Given data
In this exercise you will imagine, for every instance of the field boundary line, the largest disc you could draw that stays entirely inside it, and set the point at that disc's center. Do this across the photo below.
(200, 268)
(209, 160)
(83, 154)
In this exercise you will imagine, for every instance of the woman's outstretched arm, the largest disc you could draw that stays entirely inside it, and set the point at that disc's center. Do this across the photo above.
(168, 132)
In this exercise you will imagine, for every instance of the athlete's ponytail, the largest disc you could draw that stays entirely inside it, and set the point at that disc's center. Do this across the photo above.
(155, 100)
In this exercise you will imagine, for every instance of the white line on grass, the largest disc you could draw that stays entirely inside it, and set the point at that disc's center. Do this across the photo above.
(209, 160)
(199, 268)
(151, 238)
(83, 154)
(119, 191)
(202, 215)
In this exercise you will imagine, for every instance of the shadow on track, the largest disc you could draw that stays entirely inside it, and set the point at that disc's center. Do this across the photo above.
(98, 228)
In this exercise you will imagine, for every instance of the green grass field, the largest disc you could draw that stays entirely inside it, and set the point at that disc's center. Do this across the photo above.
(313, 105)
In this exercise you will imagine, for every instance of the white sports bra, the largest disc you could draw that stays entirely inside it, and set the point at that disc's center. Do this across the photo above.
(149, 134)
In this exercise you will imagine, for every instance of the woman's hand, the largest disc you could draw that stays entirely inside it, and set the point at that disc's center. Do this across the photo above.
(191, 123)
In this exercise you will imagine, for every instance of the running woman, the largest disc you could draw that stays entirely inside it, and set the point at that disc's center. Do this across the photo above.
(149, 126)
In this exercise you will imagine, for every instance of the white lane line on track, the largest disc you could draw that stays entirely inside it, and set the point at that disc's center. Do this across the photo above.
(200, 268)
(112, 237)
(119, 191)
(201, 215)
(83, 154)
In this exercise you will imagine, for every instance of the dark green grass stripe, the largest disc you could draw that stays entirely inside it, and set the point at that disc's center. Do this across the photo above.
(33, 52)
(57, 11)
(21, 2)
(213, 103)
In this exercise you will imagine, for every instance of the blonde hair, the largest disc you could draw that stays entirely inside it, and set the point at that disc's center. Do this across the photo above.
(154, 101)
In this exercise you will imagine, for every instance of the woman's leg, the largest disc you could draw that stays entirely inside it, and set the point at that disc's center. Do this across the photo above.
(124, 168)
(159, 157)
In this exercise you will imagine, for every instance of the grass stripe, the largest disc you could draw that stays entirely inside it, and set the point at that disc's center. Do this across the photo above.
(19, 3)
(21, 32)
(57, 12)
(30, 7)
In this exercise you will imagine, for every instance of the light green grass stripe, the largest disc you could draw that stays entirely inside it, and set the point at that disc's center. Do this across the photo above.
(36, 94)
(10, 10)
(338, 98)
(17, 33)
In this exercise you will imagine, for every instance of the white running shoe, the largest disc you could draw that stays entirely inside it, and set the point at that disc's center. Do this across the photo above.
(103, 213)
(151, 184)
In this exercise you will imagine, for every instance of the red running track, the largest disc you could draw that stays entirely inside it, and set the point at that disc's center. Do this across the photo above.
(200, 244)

What the task requires
Please copy everything from the line containing "of the blonde" down to the end of the listing above, request lines included, shifting each coordinate by adding 136 to both of its numbers.

Response below
In this exercise you will imagine, for every instance of the blonde hair, the largest disc you could draw that stays entirely inside it, and set the point at that disc's center. Do this across the photo above.
(290, 237)
In this exercise you will imagine, for every instance of the woman's leg, the largest disc you could draw that stays entirely inside it, and set the point at that disc's center. Do this across the photo above.
(260, 304)
(295, 293)
In this exercise you will imagine, for every instance of the grass stripe, the largest disc you could draw that stays entirely inside it, and set the point at that disc's center. Do this across the photo above.
(155, 139)
(157, 168)
(193, 148)
(166, 143)
In this exercise you will imagine, for every instance of the light green grass stripe, the largest disc you could draw that stays entirely inside it, and set the point at that disc's center. Do this across the photo above.
(172, 230)
(146, 146)
(474, 234)
(153, 169)
In this exercise you will imagine, for every instance of the white running shoe, the largest disc you could draw that stays entirely inside it, and set the point at that disc's center. Do this across the photo above.
(239, 349)
(287, 320)
In this exercise you will imagine, for every instance of the red running track, the largest disc you could draw that stays entirely inside it, and set the point at that disc's center. Do this across the photo above.
(336, 380)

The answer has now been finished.